-- Begin GIVEN RECORDS --

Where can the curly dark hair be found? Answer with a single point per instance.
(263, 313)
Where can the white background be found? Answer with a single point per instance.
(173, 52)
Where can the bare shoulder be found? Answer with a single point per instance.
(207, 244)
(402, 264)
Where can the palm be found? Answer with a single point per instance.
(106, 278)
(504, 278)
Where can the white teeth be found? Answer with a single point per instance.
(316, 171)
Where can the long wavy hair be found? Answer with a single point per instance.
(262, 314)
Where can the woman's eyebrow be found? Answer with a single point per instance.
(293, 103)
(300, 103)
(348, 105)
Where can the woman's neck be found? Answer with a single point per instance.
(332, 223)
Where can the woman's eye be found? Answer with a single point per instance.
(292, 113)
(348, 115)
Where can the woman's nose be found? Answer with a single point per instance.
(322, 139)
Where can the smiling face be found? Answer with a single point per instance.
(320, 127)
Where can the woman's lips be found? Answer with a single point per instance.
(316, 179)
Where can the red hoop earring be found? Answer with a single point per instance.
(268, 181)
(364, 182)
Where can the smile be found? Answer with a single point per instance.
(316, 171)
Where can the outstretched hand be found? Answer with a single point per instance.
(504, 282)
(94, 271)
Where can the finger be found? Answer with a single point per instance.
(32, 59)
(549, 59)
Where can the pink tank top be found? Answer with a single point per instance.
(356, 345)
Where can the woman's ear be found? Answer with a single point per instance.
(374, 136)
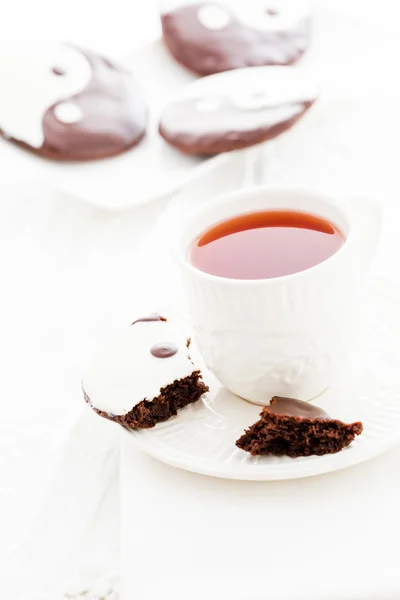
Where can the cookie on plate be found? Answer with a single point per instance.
(143, 376)
(210, 37)
(66, 103)
(237, 109)
(295, 428)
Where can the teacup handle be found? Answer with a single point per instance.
(368, 230)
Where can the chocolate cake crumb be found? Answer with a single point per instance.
(294, 436)
(148, 413)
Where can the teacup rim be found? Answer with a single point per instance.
(227, 197)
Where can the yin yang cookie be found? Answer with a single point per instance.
(237, 109)
(210, 37)
(66, 103)
(144, 375)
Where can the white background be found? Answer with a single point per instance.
(38, 232)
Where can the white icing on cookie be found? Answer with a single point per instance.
(29, 86)
(68, 112)
(125, 372)
(213, 17)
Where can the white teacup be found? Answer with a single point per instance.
(289, 335)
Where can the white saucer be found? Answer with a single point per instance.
(202, 437)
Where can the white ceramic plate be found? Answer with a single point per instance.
(202, 437)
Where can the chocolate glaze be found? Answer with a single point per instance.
(295, 408)
(229, 126)
(114, 116)
(207, 51)
(164, 349)
(151, 317)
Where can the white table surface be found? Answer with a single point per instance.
(64, 284)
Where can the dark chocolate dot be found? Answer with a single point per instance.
(150, 317)
(164, 349)
(58, 71)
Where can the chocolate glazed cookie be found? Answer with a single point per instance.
(79, 105)
(210, 37)
(237, 110)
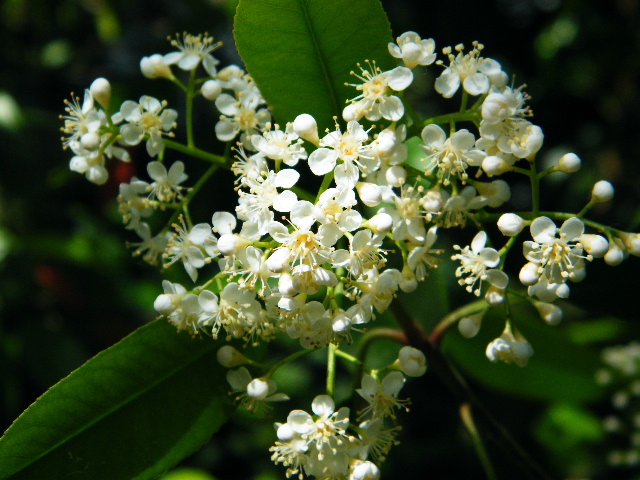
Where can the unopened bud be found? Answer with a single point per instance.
(470, 326)
(370, 193)
(602, 192)
(396, 176)
(632, 243)
(381, 223)
(569, 163)
(615, 255)
(510, 224)
(101, 91)
(494, 165)
(211, 89)
(595, 245)
(258, 389)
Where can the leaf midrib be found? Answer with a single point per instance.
(128, 400)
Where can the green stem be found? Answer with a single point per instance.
(331, 369)
(452, 319)
(190, 96)
(535, 189)
(467, 418)
(452, 117)
(192, 192)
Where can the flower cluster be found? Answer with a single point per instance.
(322, 444)
(320, 267)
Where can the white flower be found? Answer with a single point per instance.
(476, 74)
(254, 392)
(148, 117)
(602, 192)
(364, 253)
(477, 265)
(81, 120)
(412, 50)
(381, 396)
(348, 147)
(510, 224)
(557, 258)
(375, 102)
(509, 349)
(284, 146)
(241, 115)
(450, 156)
(188, 246)
(301, 245)
(192, 50)
(166, 185)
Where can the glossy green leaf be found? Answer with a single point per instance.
(300, 52)
(559, 369)
(131, 412)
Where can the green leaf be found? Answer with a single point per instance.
(300, 52)
(131, 412)
(559, 369)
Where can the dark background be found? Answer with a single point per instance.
(69, 289)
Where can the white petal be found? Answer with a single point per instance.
(322, 161)
(399, 78)
(543, 230)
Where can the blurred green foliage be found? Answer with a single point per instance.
(69, 289)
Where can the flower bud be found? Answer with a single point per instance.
(529, 274)
(258, 389)
(494, 295)
(569, 163)
(211, 89)
(602, 192)
(494, 165)
(550, 313)
(166, 303)
(595, 245)
(370, 193)
(631, 243)
(615, 255)
(101, 91)
(381, 223)
(90, 141)
(306, 127)
(396, 176)
(470, 326)
(510, 224)
(229, 357)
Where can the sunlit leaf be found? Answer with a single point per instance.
(133, 411)
(300, 52)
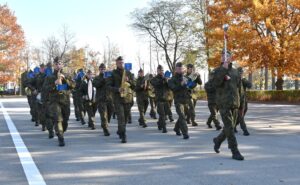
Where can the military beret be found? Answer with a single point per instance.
(178, 64)
(119, 58)
(102, 65)
(190, 66)
(160, 67)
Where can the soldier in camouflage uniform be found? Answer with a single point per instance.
(170, 98)
(160, 85)
(122, 103)
(191, 116)
(31, 84)
(79, 96)
(103, 99)
(59, 86)
(45, 94)
(182, 96)
(212, 104)
(227, 82)
(151, 95)
(141, 90)
(89, 97)
(244, 103)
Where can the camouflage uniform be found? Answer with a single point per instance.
(122, 104)
(142, 99)
(103, 98)
(227, 84)
(89, 102)
(192, 102)
(243, 107)
(182, 97)
(160, 85)
(212, 105)
(59, 103)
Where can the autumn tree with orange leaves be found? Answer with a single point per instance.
(11, 44)
(263, 33)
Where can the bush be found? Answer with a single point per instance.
(286, 96)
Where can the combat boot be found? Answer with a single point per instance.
(217, 145)
(218, 127)
(51, 134)
(194, 124)
(237, 155)
(164, 130)
(209, 125)
(246, 133)
(123, 138)
(186, 136)
(61, 141)
(178, 133)
(106, 132)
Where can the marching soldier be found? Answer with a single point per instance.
(122, 83)
(58, 85)
(179, 86)
(151, 95)
(103, 99)
(160, 84)
(212, 104)
(89, 97)
(244, 103)
(227, 83)
(79, 96)
(32, 93)
(192, 102)
(141, 90)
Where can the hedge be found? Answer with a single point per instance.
(286, 96)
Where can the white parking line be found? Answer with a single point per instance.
(32, 173)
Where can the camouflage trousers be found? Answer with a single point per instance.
(241, 118)
(123, 112)
(229, 117)
(162, 109)
(91, 109)
(190, 111)
(181, 122)
(213, 114)
(60, 113)
(142, 106)
(153, 107)
(105, 110)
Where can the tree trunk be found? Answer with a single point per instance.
(297, 82)
(266, 78)
(273, 79)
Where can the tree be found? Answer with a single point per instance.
(263, 33)
(168, 24)
(11, 43)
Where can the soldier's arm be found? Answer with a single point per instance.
(99, 82)
(175, 86)
(218, 78)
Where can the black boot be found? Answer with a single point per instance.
(246, 133)
(51, 134)
(217, 145)
(218, 127)
(106, 132)
(237, 155)
(194, 124)
(209, 125)
(164, 130)
(61, 141)
(178, 133)
(123, 138)
(186, 136)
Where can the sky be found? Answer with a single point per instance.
(92, 21)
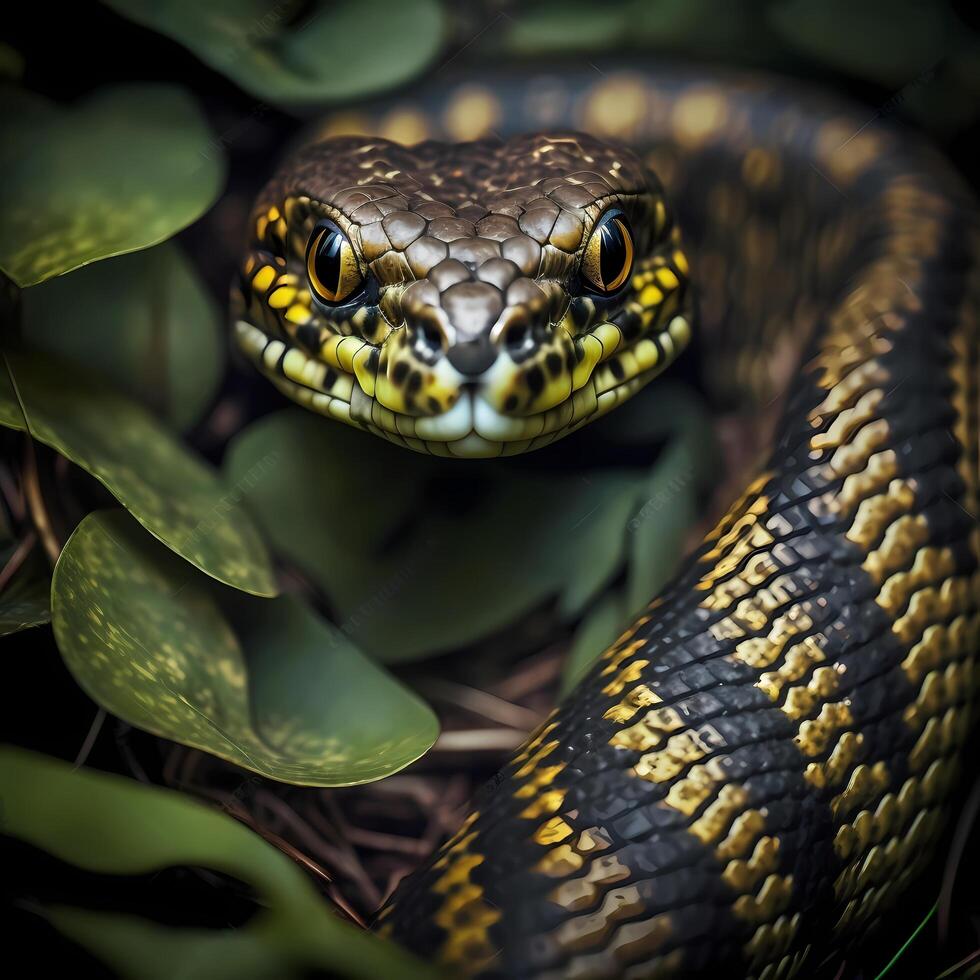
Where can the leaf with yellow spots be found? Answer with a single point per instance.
(175, 495)
(108, 825)
(421, 555)
(263, 683)
(144, 320)
(25, 598)
(125, 169)
(291, 55)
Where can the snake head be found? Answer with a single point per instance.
(472, 299)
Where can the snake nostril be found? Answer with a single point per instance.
(428, 340)
(473, 356)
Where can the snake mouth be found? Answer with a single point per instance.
(471, 426)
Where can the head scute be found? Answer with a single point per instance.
(471, 299)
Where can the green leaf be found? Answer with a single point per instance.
(107, 824)
(145, 321)
(662, 521)
(420, 554)
(264, 684)
(139, 949)
(25, 600)
(122, 170)
(11, 417)
(331, 52)
(601, 625)
(172, 493)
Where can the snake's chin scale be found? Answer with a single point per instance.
(472, 427)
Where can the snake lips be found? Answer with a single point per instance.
(474, 299)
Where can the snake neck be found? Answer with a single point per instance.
(754, 772)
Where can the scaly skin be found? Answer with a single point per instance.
(753, 773)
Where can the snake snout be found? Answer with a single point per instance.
(470, 310)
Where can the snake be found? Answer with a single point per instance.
(751, 776)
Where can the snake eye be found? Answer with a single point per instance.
(331, 266)
(608, 257)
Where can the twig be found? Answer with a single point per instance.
(483, 703)
(479, 740)
(36, 505)
(93, 733)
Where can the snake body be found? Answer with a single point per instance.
(753, 773)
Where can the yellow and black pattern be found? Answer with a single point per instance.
(751, 775)
(477, 332)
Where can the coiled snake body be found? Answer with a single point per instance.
(751, 775)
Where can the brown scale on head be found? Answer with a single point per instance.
(474, 299)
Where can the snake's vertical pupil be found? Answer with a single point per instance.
(331, 266)
(328, 261)
(608, 258)
(615, 254)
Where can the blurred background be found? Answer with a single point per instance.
(182, 111)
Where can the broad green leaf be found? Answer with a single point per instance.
(26, 599)
(110, 825)
(122, 170)
(600, 626)
(262, 683)
(663, 520)
(736, 31)
(171, 492)
(139, 949)
(329, 52)
(22, 112)
(144, 320)
(420, 554)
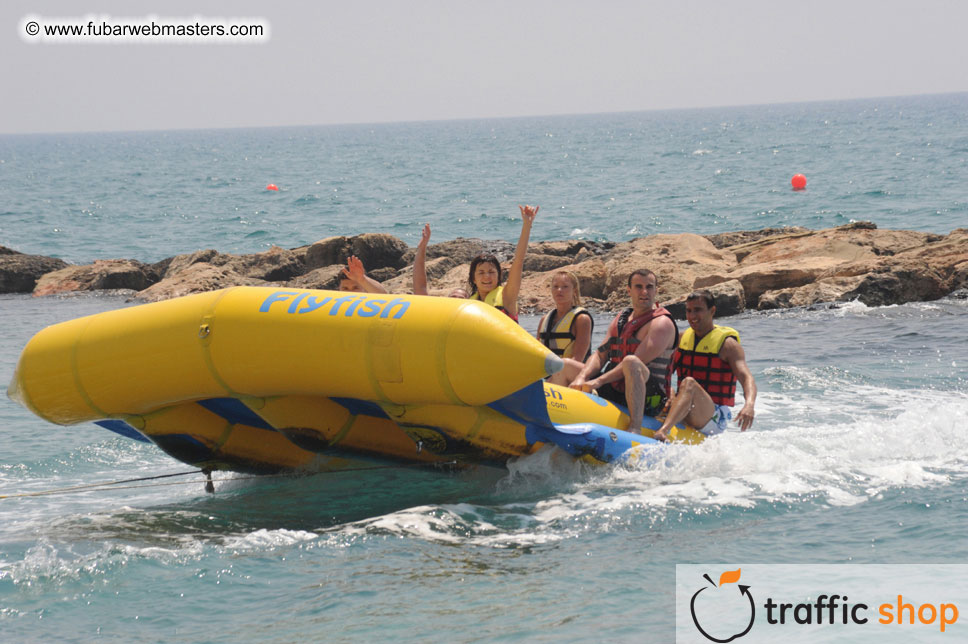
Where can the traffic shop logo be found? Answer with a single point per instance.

-- End GIVEN RECORDS --

## WHAT IS EXPECTED
Copy the items above word for word, from the line that contains "Where can the snake nostril" through the end of the items, with both ends included. Leave the pictures out.

## TASK RESPONSE
Where can the snake nostril be found? Answer with a single point per instance.
(428, 340)
(473, 356)
Where can the snake mouth be found? Answer with a single point per instance.
(471, 426)
Where can the head scute be found? Answer with a single point per instance.
(471, 299)
Where can the green leaf be found? Answer with a single point per instance.
(107, 824)
(145, 321)
(662, 521)
(420, 554)
(264, 684)
(139, 949)
(25, 600)
(122, 170)
(11, 417)
(331, 52)
(601, 625)
(172, 493)
Where can the snake's chin scale be found? Answer with a single point per instance.
(472, 427)
Where can the snake lips be found? Answer with a single point per instance.
(474, 299)
Where can the snake neck be found? Answer with a single point per instance.
(754, 772)
Where can the scaly skin be found? Answer with a single point per instance.
(753, 773)
Where can the snake snout be found? Answer with a single point per instance.
(470, 310)
Where can the snake be found? Answer with a single point per instance.
(751, 776)
Where can the snake eye be found? Answer with a single point per instance.
(331, 266)
(608, 257)
Where can the twig be found? Answer with a single point per instance.
(483, 703)
(479, 740)
(36, 505)
(93, 733)
Where can the snake body be found? Answer with a single point per instance.
(753, 773)
Where can the yellow and black pattern be found? Answer with a single point per instance.
(751, 775)
(477, 332)
Where can the coiled snake body be found? Answer with a single point per instance.
(751, 775)
Where can the brown scale on head be found? Answer with a single point per instance.
(474, 299)
Where can the snake's vertical pupil be found? Answer with a single point per instance.
(331, 266)
(328, 261)
(608, 258)
(615, 254)
Where can the blurred background be found? Answer with a single point per instance.
(182, 111)
Where can the broad green leaf be found? Answer with a single point per instance.
(26, 599)
(110, 825)
(122, 170)
(600, 626)
(262, 683)
(663, 520)
(736, 31)
(171, 492)
(139, 949)
(329, 52)
(22, 112)
(144, 320)
(420, 554)
Where can the traffic shop logo be found? Answer with a single point per instance.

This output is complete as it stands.